Limit of $[\ln (3+x^2) - \ln (2+x)]$ as $x$ approaches $\infty$

Question

I got an answer as $\infty$ but I need more clear explanation.

Please help me!

Answer 1

Note that since

$$\log A-\log B= \log \frac{A}B$$

we have

$$\log (3+x^2) - \log (2+x)=\log\left(\frac{3+x^2}{2+x}\right)\to+\infty$$

indeed

$$\frac{3+x^2}{2+x}=x\frac{\frac3{x^2}+1}{\frac1{x}+1}\to +\infty$$

Answer 2

Hint Write $$ \lim_{x\to\infty}(\ln(3+x^2)-\ln(2+x))=\ln\left[\lim_{x\to\infty}\frac{3+x^2}{2+x}\right]. $$

Answer 3

Hint:

You can use equivalents, and the properties of log: $$\ln(3+x^2)-\ln(1+x)=\ln \frac{x^2+3}{x+1}.$$ On the other hand, $$\frac{x^2+3}{x+1}\sim_\infty \frac{x^2}x=\ln x\enspace\text{so}\quad\ln(3+x^2)-\ln(1+x)\sim_\infty \ln x.$$

Answer 4

$$\lim_{x \to \inf}ln(3+x^2) - ln(2+x)$$ can be symplified as $$\lim_{x \to \inf}ln( \frac{3+x^2}{2+x})$$ So, we can use this as a truth. $$\lim_{x \to \inf} \frac {1}{x} = 0$$ And we will have $$\lim_{x \to \inf}ln( \frac{x^2( \frac{3}{x^2}+1)}{x (\frac{2}{x}+1)})$$

As you see, you’ll have $x$ left so the answer is $\inf$

*Provided records*.
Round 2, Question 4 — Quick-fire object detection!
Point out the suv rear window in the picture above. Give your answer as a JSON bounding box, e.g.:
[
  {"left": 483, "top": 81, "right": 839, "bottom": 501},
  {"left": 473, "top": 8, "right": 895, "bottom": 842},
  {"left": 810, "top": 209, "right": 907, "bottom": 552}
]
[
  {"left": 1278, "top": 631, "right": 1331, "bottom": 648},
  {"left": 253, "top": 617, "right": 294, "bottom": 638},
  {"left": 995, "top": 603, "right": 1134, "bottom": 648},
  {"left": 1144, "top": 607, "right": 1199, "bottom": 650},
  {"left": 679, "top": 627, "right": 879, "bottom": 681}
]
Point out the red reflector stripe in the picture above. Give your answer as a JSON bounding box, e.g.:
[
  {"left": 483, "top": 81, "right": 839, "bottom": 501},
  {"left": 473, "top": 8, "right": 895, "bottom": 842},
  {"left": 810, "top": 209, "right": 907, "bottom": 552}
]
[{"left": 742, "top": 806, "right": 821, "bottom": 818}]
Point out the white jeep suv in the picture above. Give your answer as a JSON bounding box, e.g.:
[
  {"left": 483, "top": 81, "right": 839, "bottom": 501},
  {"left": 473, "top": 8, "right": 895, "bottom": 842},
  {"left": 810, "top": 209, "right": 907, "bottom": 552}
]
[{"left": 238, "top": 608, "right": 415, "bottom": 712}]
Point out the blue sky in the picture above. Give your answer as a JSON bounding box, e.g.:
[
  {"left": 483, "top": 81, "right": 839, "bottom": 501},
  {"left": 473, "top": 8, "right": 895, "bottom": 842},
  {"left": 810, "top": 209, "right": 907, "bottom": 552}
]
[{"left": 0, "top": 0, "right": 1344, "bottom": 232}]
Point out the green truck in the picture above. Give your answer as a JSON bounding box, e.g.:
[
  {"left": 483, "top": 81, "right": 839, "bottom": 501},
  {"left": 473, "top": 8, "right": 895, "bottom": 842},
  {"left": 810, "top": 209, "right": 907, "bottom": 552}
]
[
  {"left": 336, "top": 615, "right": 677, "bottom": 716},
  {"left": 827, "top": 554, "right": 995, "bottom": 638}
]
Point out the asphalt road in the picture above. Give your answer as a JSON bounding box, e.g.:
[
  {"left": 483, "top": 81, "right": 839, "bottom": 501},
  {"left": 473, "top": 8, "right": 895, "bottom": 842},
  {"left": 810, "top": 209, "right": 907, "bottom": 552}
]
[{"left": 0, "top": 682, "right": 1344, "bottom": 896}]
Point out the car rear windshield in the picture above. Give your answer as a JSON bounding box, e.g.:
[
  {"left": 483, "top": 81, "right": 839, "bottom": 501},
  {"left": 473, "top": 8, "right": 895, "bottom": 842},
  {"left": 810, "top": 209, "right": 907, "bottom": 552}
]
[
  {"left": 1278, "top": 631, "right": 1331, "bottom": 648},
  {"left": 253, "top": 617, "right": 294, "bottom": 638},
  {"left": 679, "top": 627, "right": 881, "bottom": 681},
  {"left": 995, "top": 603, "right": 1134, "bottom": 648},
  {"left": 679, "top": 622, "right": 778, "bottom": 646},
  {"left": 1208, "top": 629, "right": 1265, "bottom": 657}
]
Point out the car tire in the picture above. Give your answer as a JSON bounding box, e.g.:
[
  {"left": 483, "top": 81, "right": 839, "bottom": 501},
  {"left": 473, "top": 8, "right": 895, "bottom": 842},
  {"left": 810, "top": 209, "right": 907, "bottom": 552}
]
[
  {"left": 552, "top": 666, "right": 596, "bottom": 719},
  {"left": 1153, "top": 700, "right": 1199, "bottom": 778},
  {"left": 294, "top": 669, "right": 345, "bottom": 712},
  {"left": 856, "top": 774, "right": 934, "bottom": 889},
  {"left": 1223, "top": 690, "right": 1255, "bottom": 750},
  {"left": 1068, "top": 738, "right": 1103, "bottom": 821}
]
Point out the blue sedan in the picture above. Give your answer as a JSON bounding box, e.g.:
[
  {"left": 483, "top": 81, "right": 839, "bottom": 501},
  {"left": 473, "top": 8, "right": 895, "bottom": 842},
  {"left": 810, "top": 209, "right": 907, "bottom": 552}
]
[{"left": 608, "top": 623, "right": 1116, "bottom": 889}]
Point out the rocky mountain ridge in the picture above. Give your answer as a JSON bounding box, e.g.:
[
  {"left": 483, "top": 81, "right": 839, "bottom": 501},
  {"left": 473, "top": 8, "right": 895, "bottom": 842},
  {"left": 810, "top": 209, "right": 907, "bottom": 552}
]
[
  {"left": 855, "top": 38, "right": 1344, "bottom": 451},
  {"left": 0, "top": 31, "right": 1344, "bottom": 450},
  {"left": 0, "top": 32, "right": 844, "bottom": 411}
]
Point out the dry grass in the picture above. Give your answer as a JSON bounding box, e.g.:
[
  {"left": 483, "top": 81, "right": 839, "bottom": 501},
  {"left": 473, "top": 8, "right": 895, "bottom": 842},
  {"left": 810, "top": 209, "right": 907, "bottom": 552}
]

*Work required*.
Answer from the limit thread:
1. Which logarithm identity does Answer 1 state?
2. In the hint of Answer 2, which limit is placed inside the natural logarithm?
3. Which limit does Answer 4 say can be used as a truth?

*Answer to the problem*.
1. log A − log B = log(A/B)
2. The limit of (3 + x²)/(2 + x) as x approaches ∞
3. The limit of 1/x as x approaches ∞ is 0